*DIRECTIONS FOR THIS TASK*:
Count the lines in the data below that contain the word "woman", and give only that number.

*RECORDS SUPPLIED*:
──────────────────────────────
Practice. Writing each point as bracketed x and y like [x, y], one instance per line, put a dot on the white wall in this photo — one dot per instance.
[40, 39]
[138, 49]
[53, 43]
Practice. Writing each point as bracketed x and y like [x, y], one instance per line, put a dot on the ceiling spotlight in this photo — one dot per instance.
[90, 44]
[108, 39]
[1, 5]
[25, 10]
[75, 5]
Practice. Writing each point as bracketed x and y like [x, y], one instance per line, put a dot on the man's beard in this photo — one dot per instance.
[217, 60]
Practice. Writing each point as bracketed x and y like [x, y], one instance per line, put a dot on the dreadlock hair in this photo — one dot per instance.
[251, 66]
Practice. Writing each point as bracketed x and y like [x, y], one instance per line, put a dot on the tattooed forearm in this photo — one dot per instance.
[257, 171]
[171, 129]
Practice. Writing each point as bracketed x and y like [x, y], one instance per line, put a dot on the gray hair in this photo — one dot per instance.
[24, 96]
──────────────────────────────
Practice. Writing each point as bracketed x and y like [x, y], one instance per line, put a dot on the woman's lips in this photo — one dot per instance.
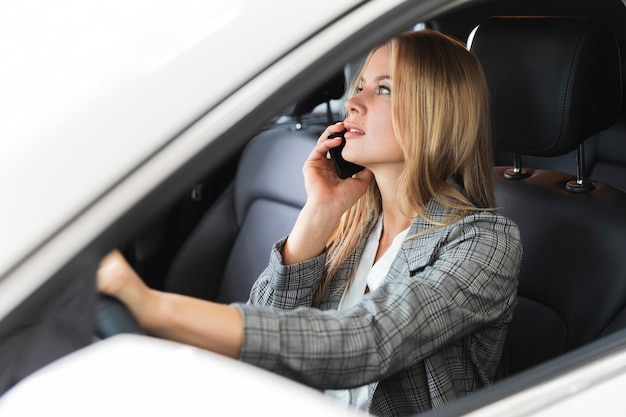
──────────────────────────────
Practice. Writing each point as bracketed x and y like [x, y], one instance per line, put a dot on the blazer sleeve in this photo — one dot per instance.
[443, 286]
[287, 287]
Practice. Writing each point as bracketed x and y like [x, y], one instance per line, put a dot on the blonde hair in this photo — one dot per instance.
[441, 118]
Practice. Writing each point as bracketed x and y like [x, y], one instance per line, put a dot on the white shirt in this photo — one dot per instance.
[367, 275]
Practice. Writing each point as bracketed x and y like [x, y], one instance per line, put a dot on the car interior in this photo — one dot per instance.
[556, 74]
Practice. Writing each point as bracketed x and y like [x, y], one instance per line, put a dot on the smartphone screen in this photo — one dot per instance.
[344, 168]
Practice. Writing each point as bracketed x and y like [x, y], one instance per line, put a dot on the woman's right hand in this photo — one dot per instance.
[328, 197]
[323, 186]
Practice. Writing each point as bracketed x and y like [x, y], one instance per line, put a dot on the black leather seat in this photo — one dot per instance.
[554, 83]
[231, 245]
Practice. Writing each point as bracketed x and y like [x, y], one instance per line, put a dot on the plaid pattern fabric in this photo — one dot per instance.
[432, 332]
──────────────────────────────
*EXERCISE OUTPUT*:
2